#### [THE REQUEST]
Return, unchanged, every line of the data below from the line containing "find grass clump" through the final line of the data, including both of those lines.

[Position annotation records]
= = =
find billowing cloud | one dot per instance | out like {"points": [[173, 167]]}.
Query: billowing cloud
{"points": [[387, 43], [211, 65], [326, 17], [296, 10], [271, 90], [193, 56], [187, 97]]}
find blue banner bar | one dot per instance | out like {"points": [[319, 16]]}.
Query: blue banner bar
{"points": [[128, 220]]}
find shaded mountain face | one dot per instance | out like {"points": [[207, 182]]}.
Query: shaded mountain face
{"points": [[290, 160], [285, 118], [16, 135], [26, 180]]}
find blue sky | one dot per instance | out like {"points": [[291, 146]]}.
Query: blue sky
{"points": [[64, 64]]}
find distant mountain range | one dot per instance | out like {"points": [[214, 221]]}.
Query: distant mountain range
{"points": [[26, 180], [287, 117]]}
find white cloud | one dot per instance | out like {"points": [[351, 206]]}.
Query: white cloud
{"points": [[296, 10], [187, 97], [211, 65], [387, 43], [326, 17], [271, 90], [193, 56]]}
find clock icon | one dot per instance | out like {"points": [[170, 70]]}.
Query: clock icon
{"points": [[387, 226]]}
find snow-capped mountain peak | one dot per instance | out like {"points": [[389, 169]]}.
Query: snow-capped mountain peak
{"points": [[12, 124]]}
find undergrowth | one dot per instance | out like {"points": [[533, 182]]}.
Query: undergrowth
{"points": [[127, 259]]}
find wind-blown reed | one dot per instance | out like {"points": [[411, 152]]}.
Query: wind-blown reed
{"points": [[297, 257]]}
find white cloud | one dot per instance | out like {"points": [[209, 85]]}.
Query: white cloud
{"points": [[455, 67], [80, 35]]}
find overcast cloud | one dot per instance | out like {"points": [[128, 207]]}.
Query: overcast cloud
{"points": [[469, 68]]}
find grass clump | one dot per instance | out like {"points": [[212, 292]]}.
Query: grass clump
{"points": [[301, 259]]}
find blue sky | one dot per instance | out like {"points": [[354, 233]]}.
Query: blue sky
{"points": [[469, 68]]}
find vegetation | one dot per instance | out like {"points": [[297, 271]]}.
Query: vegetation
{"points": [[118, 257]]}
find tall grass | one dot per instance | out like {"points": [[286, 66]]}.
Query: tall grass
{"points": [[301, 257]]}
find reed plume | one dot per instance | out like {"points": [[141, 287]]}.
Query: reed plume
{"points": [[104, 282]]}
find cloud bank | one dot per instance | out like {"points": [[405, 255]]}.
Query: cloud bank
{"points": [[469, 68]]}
= = =
#### [THE SOLUTION]
find grass clump | one dot per instance | out like {"points": [[212, 292]]}.
Query: grass clump
{"points": [[301, 259]]}
find blue sky | one dot per instance | out like {"points": [[354, 233]]}.
Query: blue sky
{"points": [[469, 68]]}
find vegetation | one dot per instance | out like {"points": [[297, 271]]}.
Query: vegetation
{"points": [[118, 257]]}
find tall grass | one dot per instance | out like {"points": [[286, 66]]}.
Query: tall grass
{"points": [[301, 257]]}
find reed plume | one dot per instance | out like {"points": [[141, 287]]}.
Query: reed plume
{"points": [[104, 282]]}
find cloud bank | one dot per instance | out like {"points": [[405, 255]]}.
Query: cloud bank
{"points": [[469, 68]]}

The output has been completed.